DIE AUFGABE:
Beantworte anhand des folgenden Textauszugs die drei Fragen:
(a) Gegen welche Bestimmungen erhob der Beschwerdeführer Verfassungsbeschwerde?
(b) Wodurch wurde der Beschwerdeführer stattdessen begünstigt?
(c) Welche beiden Grundrechte sieht das Bundesverfassungsgericht nicht verletzt, und aus welchen Artikeln des Grundgesetzes stammen sie?

TEXTAUSZUG:
※

Bevorzugung von Gewerkschaftsmitgliedern in Tarifverträgen

Eine bessere Behandlung von Gewerkschaftsmitgliedern in einem Tarifvertrag verstößt grundsätzlich nicht gegen das Grundgesetz. Das gilt jedenfalls dann, wenn die Privilegierung der Gewerkschaftsmitglieder nur zu einem faktischen Anreiz und nicht zu einem Zwang zum Gewerkschaftsbeitritt führt.

Der Beschwerdeführer erhob Verfassungsbeschwerde gegen Bestimmungen zu Überbrückungs- und Abfindungsleistungen in einem Sozialtarifvertrag, wonach bestimmte Leistungen nur solchen Beschäftigten zukommen sollten, die an einem vereinbarten Stichtag Mitglieder der tarifschließenden Gewerkschaft waren. Da der Beschwerdeführer selbst keiner Gewerkschaft angehörte, erhielt er diese Leistungen nicht, sondern wurde nur arbeitsvertraglich und durch einen Sozialplan begünstigt.

Bundesverfassungsgericht: Keine Verletzung der negativen Koalitionsfreiheit

Die Verfassungsbeschwerde hatte keinen Erfolg. Das Bundesverfassungsgericht (BVerfG) nahm die Verfassungsbeschwerde nicht zur Entscheidung an.Nach Auffassung der Richter verletzen die Differenzierungsklauseln des Sozialtarifvertrags den Beschwerdeführer weder in seinem Grundrecht auf negative Koalitionsfreiheit aus Artikel 9 Abs. 3 Grundgesetz (GG) noch in seiner Berufsfreiheit aus Artikel 12 Abs. 1 GG.Zwar schützt Artikel 9 Abs. 3 GG auch die Freiheit eines Arbeitnehmers, Gewerkschaften fernzubleiben. Deshalb darf kein Zwang oder Druck ausgeübt werden, einer Gewerkschaft beizutreten.Allerdings bedeutet die Tatsache, dass organisierte Arbeitnehmer anders behandelt werden als nicht organisierte Beschäftigte, nach Ansicht des BVerfG noch keine Grundrechtsverletzung. Dies gilt zumindest so lange, wie sich daraus nur ein eventueller faktischer Anreiz zum Beitritt ergibt, aber weder Zwang noch Druck entsteht.

※

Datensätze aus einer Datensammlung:

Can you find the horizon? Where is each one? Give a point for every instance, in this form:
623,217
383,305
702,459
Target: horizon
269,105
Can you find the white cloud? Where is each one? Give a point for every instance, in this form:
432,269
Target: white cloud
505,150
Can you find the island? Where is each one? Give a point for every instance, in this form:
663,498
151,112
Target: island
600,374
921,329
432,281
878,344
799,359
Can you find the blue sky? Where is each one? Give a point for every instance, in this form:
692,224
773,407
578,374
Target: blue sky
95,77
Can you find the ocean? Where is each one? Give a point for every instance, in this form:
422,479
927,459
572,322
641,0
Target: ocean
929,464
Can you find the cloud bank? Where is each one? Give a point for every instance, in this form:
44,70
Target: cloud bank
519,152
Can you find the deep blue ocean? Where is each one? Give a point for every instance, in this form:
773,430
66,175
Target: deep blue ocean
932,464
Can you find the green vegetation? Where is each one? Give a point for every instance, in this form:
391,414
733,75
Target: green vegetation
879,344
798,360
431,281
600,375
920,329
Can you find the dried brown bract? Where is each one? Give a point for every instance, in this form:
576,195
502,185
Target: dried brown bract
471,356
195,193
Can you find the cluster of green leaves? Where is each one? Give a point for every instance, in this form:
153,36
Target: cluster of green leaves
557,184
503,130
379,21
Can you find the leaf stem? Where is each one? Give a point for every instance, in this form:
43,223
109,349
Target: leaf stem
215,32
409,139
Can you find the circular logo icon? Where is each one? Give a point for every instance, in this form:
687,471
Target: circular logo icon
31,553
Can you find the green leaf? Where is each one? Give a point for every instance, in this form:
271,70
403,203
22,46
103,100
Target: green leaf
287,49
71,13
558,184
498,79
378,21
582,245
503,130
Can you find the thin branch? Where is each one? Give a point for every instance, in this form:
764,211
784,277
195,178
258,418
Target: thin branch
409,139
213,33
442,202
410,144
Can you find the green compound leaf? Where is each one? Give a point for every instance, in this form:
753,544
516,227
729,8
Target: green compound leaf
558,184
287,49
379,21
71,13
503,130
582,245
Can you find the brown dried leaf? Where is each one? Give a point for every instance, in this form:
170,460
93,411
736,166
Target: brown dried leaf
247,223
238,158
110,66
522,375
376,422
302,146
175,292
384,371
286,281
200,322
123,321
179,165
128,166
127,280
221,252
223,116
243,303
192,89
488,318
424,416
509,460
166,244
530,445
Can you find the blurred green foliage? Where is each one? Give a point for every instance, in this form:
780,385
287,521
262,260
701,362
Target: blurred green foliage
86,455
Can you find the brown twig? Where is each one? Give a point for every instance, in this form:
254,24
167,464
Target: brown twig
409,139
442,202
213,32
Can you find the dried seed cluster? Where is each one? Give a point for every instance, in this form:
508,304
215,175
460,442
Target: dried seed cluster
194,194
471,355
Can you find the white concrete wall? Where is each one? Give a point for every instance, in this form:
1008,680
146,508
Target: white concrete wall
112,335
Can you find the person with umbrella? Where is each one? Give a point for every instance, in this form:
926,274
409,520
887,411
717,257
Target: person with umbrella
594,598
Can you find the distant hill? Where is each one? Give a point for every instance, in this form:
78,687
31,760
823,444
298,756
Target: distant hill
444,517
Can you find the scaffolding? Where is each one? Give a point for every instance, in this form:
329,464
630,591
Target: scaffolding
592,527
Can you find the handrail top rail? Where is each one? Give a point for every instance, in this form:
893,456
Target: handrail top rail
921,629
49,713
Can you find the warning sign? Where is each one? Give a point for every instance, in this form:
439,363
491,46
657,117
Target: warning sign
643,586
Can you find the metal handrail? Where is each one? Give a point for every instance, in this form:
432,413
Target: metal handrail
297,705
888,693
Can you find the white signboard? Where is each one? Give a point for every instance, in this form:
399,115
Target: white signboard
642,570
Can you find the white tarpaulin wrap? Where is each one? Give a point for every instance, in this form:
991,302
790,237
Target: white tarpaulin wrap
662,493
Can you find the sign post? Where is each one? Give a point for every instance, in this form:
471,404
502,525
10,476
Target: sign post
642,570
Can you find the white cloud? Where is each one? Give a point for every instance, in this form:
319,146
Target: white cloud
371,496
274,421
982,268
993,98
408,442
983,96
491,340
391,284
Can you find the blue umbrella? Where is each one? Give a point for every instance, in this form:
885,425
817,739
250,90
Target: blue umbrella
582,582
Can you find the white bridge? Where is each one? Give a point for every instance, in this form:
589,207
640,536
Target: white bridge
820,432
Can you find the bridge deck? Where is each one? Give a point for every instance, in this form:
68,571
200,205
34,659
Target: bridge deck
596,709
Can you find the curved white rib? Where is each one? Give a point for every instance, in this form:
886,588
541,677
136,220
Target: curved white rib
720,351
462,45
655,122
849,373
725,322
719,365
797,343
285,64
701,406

※

SCHRIFTLICHE LÖSUNG:
(a) Gegen Bestimmungen zu Überbrückungs- und Abfindungsleistungen in einem Sozialtarifvertrag.
(b) Arbeitsvertraglich und durch einen Sozialplan.
(c) Die negative Koalitionsfreiheit aus Artikel 9 Abs. 3 GG und die Berufsfreiheit aus Artikel 12 Abs. 1 GG.